- **Descripción del ejercicio**: Convierte en una tabla Markdown, con las columnas N.º y Línea, las líneas de los datos que empiezan en la que contiene "Find the bounding region for the row" y terminan en la que contiene "[0,0,112,21]", ambas incluidas. Deja fuera las líneas en blanco.

Datos extraídos de una colección
--------

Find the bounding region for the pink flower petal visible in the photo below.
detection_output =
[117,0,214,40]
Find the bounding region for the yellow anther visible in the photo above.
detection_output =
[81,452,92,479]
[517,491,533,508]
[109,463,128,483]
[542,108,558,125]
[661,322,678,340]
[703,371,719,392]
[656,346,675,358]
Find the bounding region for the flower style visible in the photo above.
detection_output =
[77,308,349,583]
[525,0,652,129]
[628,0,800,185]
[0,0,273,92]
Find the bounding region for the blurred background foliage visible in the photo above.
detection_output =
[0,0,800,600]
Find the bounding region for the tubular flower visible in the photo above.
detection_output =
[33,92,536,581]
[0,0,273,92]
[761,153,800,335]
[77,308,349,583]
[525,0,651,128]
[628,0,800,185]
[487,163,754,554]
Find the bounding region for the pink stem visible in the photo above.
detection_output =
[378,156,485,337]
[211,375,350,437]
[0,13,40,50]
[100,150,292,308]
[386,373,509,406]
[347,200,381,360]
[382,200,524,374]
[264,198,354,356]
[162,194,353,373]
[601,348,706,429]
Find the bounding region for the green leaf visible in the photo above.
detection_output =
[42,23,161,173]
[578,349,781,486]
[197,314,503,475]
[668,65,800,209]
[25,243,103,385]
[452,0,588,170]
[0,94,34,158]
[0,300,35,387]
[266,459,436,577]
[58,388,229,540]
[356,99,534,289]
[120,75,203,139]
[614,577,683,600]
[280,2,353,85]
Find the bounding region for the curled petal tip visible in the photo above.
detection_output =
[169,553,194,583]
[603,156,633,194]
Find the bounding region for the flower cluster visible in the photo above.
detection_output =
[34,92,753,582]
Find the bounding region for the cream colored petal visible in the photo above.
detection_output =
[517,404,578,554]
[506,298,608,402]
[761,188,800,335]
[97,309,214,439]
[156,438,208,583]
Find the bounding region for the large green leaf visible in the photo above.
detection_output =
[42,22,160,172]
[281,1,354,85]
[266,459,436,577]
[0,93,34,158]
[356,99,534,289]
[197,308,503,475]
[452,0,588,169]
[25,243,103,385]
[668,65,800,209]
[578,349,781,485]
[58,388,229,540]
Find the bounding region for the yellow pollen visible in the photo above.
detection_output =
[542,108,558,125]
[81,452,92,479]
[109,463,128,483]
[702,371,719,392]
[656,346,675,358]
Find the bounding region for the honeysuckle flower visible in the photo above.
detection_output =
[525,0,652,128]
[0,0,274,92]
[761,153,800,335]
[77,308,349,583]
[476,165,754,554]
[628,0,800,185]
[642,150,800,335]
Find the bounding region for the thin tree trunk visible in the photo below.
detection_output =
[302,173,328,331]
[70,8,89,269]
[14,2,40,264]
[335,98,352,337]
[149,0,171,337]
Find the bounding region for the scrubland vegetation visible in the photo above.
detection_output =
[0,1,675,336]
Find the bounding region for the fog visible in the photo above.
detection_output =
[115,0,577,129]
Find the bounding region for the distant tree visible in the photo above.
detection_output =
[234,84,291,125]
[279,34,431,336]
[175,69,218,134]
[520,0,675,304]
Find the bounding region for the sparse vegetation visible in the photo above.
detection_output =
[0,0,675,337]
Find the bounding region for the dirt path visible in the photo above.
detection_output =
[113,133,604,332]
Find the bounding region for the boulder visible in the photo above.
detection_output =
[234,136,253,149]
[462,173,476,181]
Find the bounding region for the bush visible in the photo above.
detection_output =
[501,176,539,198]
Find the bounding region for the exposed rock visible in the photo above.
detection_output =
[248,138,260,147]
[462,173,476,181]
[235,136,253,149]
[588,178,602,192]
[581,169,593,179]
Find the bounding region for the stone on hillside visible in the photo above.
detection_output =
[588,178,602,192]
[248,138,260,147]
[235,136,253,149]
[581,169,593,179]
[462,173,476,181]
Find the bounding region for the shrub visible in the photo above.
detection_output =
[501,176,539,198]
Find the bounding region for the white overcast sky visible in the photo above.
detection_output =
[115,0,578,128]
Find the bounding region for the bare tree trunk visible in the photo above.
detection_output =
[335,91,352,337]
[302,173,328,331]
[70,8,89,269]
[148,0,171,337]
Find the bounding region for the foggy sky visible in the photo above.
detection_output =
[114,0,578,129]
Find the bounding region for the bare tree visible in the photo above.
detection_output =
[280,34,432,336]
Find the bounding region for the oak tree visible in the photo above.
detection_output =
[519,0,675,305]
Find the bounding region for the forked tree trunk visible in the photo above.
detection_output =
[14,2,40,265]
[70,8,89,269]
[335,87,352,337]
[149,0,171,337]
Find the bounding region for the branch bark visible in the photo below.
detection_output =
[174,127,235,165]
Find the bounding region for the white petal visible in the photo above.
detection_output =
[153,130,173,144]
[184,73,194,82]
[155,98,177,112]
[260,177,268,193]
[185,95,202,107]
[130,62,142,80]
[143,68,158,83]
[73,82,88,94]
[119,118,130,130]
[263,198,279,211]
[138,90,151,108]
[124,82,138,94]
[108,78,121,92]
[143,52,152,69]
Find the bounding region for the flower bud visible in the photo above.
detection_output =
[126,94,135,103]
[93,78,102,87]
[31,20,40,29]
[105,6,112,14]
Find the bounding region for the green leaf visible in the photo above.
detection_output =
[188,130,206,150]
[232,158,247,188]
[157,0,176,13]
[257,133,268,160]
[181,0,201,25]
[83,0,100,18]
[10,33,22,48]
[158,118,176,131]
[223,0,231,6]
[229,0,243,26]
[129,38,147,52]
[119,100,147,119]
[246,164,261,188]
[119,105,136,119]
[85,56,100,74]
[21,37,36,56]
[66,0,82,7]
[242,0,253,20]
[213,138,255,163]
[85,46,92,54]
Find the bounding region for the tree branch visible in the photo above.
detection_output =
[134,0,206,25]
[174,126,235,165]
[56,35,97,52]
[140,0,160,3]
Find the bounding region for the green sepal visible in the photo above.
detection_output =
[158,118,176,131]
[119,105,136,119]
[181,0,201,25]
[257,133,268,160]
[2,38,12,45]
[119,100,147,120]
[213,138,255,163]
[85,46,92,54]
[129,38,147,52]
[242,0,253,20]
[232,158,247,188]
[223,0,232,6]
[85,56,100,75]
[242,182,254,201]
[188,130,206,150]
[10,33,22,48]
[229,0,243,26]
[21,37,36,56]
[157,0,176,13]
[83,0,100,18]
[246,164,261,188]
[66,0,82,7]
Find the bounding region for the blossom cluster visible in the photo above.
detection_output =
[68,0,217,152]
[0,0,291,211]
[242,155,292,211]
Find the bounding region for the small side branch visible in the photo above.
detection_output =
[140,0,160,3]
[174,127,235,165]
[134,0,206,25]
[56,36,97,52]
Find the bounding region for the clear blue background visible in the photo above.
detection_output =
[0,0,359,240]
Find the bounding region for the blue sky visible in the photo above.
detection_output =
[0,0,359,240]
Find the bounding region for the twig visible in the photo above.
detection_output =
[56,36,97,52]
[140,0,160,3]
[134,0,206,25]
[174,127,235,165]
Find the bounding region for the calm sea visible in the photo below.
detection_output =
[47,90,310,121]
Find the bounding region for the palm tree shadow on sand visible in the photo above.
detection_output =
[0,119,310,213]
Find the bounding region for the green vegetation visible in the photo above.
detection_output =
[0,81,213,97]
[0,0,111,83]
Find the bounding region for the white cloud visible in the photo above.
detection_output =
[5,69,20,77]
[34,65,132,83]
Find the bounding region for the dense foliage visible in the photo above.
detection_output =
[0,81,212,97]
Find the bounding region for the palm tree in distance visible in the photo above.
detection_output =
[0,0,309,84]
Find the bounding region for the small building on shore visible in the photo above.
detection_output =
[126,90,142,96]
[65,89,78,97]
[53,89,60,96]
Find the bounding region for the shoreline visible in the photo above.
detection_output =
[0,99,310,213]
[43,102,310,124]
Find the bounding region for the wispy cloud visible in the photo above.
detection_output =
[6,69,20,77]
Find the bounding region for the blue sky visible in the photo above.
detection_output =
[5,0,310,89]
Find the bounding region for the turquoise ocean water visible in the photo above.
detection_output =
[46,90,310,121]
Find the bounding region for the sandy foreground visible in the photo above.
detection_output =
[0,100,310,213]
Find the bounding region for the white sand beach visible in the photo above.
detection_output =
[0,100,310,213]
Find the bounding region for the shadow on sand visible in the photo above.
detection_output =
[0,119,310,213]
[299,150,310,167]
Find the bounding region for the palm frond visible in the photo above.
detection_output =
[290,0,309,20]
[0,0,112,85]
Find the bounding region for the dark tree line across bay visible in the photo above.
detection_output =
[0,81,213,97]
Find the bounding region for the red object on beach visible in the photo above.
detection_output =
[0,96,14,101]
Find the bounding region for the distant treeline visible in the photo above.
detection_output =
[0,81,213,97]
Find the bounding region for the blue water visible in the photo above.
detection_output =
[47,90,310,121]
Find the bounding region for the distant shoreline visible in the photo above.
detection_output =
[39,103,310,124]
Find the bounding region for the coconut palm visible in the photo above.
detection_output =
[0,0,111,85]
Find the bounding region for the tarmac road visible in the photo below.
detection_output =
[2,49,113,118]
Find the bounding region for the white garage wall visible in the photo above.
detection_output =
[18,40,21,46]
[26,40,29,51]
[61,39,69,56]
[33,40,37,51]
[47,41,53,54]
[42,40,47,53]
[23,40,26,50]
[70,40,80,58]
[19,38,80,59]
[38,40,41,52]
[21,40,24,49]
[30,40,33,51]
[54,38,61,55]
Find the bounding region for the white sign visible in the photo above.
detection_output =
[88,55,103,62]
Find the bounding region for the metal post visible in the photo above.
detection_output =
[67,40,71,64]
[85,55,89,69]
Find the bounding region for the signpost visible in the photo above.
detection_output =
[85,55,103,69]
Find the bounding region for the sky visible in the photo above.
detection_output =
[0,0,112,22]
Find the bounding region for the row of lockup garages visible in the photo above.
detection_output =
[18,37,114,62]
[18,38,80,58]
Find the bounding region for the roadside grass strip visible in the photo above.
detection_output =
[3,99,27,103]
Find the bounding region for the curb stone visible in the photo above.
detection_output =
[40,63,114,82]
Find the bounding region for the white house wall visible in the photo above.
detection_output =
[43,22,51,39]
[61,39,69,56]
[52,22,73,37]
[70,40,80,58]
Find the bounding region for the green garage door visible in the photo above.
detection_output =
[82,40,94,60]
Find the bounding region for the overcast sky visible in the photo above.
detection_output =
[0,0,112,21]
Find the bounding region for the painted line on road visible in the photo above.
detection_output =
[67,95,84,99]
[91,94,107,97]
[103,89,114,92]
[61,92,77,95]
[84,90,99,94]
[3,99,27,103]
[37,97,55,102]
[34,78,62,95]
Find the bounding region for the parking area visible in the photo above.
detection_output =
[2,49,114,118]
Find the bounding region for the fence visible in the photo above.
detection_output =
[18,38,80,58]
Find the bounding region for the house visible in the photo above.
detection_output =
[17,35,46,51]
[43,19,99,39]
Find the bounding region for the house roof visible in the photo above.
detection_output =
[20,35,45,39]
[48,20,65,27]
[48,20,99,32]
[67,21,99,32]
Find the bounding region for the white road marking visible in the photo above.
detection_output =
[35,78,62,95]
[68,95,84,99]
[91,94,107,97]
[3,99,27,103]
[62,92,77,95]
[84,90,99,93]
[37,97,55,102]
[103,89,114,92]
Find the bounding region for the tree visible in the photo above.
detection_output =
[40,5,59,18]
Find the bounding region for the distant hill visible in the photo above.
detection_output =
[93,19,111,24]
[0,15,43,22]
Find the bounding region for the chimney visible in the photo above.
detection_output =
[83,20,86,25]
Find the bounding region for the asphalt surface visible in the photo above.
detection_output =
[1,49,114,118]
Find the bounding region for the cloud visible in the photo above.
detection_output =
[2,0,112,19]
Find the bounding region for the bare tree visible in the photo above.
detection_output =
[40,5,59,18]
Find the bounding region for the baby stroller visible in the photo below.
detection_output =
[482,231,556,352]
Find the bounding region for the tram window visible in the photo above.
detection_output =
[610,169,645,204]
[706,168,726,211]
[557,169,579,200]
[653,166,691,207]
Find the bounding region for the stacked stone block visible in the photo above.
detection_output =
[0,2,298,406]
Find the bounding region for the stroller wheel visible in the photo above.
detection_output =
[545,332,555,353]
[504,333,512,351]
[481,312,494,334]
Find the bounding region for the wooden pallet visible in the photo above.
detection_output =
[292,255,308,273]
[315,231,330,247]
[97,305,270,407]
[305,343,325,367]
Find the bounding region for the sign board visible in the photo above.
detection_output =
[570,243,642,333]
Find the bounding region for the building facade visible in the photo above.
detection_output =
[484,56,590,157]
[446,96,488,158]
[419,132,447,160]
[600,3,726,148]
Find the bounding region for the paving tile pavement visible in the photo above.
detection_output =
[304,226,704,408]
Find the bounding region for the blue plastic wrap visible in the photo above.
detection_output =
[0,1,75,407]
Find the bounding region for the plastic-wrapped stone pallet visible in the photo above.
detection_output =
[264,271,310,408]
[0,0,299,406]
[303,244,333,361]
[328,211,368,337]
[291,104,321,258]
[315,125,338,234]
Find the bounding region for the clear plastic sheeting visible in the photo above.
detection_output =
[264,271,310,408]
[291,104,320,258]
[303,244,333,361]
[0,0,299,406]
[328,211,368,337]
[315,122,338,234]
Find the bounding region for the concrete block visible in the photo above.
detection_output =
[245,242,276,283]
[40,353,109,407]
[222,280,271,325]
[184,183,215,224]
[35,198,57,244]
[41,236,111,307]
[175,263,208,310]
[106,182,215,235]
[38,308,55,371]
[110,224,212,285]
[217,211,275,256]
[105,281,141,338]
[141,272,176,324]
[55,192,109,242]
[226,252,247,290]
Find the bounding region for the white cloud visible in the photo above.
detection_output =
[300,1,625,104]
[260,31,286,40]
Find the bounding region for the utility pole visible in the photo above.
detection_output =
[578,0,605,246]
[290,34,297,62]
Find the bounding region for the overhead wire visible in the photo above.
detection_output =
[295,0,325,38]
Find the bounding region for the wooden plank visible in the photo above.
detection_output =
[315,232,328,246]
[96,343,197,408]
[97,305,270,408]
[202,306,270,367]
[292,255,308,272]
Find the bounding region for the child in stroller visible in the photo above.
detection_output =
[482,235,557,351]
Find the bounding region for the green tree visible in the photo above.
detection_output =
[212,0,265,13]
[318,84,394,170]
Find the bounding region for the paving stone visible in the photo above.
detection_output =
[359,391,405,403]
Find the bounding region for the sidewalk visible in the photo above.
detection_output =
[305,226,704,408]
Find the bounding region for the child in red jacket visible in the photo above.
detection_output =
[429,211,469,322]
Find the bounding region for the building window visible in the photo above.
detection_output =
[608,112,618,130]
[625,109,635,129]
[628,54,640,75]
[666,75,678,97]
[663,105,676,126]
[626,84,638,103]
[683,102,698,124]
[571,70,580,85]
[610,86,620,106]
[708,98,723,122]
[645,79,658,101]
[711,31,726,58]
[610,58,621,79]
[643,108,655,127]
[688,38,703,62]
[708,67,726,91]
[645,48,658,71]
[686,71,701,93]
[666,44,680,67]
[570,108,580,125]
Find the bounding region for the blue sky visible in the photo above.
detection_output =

--------

- **Solución del ejercicio**:
| N.º | Línea |
|---|---|
| 1 | Find the bounding region for the row of lockup garages visible in the photo above. |
| 2 | detection_output = |
| 3 | [18,37,114,62] |
| 4 | [18,38,80,58] |
| 5 | Find the bounding region for the roadside grass strip visible in the photo above. |
| 6 | detection_output = |
| 7 | [3,99,27,103] |
| 8 | Find the bounding region for the curb stone visible in the photo above. |
| 9 | detection_output = |
| 10 | [40,63,114,82] |
| 11 | Find the bounding region for the white house wall visible in the photo above. |
| 12 | detection_output = |
| 13 | [43,22,51,39] |
| 14 | [61,39,69,56] |
| 15 | [52,22,73,37] |
| 16 | [70,40,80,58] |
| 17 | Find the bounding region for the green garage door visible in the photo above. |
| 18 | detection_output = |
| 19 | [82,40,94,60] |
| 20 | Find the bounding region for the overcast sky visible in the photo above. |
| 21 | detection_output = |
| 22 | [0,0,112,21] |